Task prompt: Continue the essay on Racz and his book Turbonimic from the point where it stops.

Text for analysis:
Turbonothing (Not a Thing)

Friends, romanians, countrymen, lend me your ears. I come to bury Racz, not to praise him. Mind you, there are plenty of things to praise about his opus, and even some to praise about what is perhaps his magnum o-fuss, Turbonimic. Racz has identified a certain autocolonial streak in the Romanian highbrow journo ethos, a certain desire for imposing a heavy-petting Bed-Stuy soft touch on the Romanian world of sharp corners while draining it of soul. The problem is that he does this as the auteur likes to say, “by tackling the player as well as the ball”. It sounds better in Romanian. This desire to play with balls often results in Racz clobbering the messenger to critique the message and the over-personalization of said messenger as the villain of the piece. Racz breaks balls, and this results in his occasionally admirable ideas getting shafted. He does this because he has a desire to speak his truth but also because he has the distance (ideological, ideatic, but most importantly geographical) to personally attack the object of his truth without running into the object later in Barton. This is a common trope in his work, literary, paraliterary and whateverthefuck the ceproste blog constellation is. But nowhere is this more present than in Turbonimic, where the gist of his arguments descends into dissecting the image of “the journalist” to get at the vacuity of its soul. Turbonimic raises some good points about the failures of what i like to call the “DOR Style”, namely an overreliance on woo and soft soulsearching on the part of the middle class overeducated journo’s perspective within the complexities of a nasty, brutish and, more often than not, short field work, an overreliance that often erases the subjects of the piece, turning them into objects for the journalist to reflect upon. But vacuous it is not, just… meh.

Stored data
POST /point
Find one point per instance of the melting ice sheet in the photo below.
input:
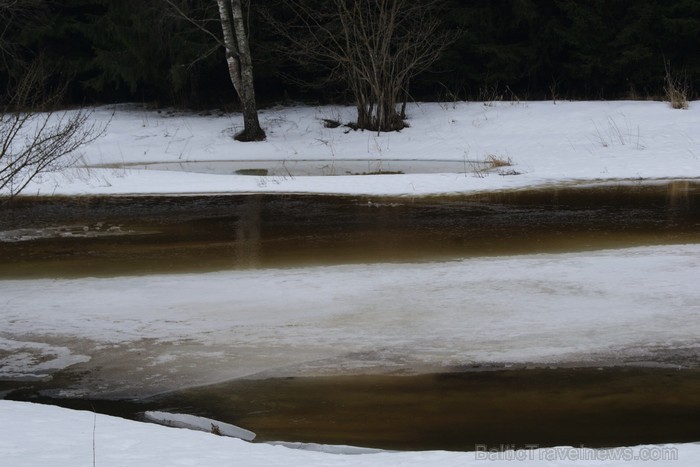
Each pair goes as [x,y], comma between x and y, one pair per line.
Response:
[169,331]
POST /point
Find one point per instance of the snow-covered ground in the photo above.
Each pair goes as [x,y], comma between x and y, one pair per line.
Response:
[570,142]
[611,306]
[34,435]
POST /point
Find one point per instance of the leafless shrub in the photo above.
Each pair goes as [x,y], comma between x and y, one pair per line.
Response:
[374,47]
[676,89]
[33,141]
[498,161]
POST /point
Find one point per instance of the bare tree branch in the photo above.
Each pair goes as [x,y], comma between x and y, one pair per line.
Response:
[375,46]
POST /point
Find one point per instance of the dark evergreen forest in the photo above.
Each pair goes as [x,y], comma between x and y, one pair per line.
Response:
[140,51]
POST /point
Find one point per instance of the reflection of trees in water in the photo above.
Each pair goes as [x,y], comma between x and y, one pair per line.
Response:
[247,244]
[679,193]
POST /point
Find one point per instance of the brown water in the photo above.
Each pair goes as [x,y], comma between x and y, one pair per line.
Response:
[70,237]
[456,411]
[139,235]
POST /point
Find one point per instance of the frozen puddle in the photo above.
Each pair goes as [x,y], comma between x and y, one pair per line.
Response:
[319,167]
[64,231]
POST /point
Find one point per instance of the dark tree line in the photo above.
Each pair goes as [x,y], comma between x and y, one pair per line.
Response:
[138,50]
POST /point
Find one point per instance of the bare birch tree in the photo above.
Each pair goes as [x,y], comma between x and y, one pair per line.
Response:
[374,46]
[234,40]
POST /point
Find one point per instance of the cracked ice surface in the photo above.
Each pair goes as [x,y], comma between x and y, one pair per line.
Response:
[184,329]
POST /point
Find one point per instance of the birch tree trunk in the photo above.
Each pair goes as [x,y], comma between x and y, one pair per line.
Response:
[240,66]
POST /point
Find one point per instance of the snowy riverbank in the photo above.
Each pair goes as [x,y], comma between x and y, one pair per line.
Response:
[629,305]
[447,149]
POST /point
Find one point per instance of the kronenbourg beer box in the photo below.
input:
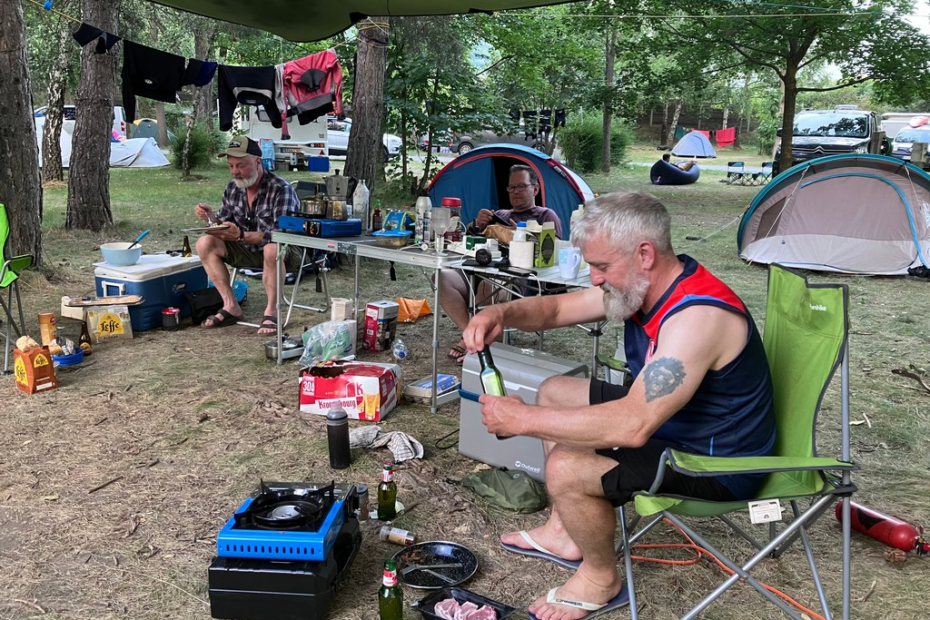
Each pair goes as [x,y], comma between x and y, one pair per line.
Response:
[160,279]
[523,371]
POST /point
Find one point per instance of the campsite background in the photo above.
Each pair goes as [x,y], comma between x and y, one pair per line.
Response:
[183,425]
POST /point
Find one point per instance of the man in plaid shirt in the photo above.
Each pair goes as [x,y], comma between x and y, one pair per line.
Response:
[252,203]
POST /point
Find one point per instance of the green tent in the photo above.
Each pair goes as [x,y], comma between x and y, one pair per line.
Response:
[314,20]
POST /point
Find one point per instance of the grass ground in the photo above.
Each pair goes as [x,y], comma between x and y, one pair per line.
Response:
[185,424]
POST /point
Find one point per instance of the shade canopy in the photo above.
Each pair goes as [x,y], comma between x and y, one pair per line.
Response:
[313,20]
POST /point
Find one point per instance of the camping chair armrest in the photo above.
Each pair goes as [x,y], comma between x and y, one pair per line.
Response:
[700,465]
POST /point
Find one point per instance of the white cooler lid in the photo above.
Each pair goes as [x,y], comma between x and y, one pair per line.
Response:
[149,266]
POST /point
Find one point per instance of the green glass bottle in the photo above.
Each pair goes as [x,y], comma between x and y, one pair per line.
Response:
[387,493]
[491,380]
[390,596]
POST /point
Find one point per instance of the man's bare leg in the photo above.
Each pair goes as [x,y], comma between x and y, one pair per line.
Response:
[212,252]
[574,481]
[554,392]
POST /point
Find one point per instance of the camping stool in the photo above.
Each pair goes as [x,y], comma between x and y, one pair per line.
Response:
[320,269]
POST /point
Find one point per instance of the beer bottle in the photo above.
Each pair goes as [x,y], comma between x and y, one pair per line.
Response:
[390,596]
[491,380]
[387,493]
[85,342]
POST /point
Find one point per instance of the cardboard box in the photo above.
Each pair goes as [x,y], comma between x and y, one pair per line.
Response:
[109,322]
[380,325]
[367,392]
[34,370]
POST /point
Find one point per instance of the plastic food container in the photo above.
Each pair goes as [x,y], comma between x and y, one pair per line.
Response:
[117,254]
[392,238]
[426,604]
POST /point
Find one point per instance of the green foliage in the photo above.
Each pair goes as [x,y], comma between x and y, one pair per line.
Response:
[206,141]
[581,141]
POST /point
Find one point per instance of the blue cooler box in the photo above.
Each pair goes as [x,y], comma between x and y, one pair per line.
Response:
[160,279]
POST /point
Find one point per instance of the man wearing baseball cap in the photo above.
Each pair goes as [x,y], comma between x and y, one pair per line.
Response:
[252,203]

Exercise result:
There is, of course, absolutely nothing wrong with putting your own perspective in a piece, even an interview. I do it all the time, I take pride in it, in the end, in a media landscape oversaturated with the visual, the reader is there to read, might as well elevate the piece over an e-mailed Q&A. The reader is there for you as well. But this is where DOR nd narrative journalism sometimes failed, and this is what Racz critiques to the point of obsession if not hatred. The lack of balance. To my mind, Racz’s issue is with journalists thinking they’re hot (albeit soft, moisturized) shit, positioning themselves above a painful issue and crying over it, to soothe middle-class souls. Racz, being an evil, spiteful man (I know him well, he’s a dear friend of mine), cannot resist punching because if the journo stands above all, you can do is punch up.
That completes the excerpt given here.